§ **How to complete this task**: In the apple pollination abstract below, why do the authors recommend increasing the number of pollen donor plants in semiarid environments? Answer in one to three sentences.

§ **Exercise passage**:
Segment Open

Floral biology and Implications for Apple Pollination in Semiarid Northeastern Brazil
Victor Magalhães Monteiro, Cláudia Inês da Silva, Alípio Jose de Souza Pacheco Filho, Breno Magalhães Freitas

The ongoing interest in apple production has increased the search for new varieties and growing areas. Varieties with lower requirements concerning chilling and subjection to chemical and/or physical treatments to break down floral dormancy has enabled the expansion of this cultivation in tropical areas. We evaluated the impact of temperature on floral biology of the varieties Julieta (pollen donor) and Princesa (pollen recipient) grown in semiarid Northeastern Brazil. Flowers of the Julieta had lower lifespan than those of the Princesa (Julieta= 2.04 ± 0.197; Princesa2.93 ± 0.274 days; Mann-WhitneyU= 150, p<0.0001). Pollen release in the Julieta occurred from 09:00h on the first day, with peak at 13:00h on the second day. Stigma receptivity in the Princesa began during the “balloon” stage and remained until senescence. There was an average loss of 19.87%± 15.79 in the number of anthers of the Julieta that effectively released pollen compared to the total amount produced by flower, representing a decrease in pollen availability for pollination. The average temperature of 30.21ºC ± 4.18 may have been responsible for the decrease in longevity and the loss of anthers and pollen, thus it is recommended to increase the number of pollen donor plants in semiarid environments.

Segment Closed

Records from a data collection
Segment Open

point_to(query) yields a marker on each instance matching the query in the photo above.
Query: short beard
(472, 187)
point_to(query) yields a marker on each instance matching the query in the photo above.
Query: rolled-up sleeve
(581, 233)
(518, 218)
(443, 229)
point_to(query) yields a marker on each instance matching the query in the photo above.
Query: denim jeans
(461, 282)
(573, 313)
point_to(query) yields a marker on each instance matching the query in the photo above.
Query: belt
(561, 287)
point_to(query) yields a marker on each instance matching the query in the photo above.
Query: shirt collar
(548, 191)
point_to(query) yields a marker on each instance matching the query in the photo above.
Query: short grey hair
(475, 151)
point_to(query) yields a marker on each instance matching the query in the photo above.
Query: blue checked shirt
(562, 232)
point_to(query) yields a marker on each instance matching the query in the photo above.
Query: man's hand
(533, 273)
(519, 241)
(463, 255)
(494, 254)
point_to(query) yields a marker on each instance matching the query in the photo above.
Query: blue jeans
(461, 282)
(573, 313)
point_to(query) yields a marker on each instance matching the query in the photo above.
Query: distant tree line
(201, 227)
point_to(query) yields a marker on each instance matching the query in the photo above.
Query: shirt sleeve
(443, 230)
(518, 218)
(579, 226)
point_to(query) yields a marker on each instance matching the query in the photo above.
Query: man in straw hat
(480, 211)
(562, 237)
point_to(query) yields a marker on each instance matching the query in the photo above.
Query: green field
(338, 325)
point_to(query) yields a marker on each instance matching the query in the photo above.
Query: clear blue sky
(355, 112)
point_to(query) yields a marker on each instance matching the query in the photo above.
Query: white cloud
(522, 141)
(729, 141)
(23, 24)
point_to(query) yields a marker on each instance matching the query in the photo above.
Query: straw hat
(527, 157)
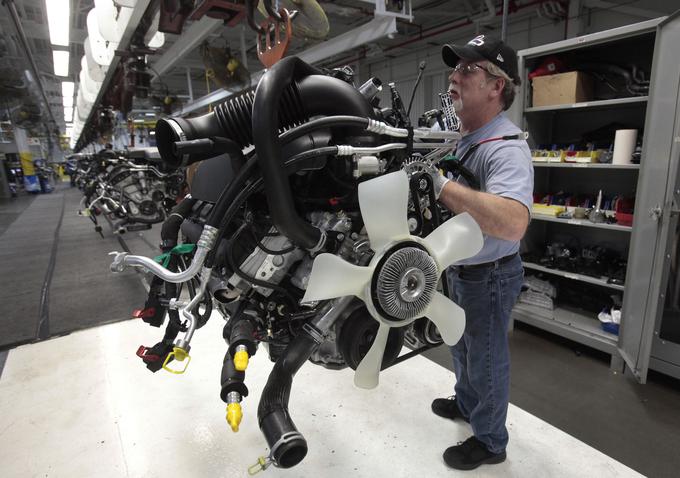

Segment Closed

§ **Output of the task**: The average temperature of 30.21ºC ± 4.18 may have shortened flower longevity and caused a loss of anthers and pollen. In the Julieta, the pollen donor, an average of 19.87% ± 15.79 of the anthers produced per flower did not effectively release pollen, which means less pollen was available for pollination.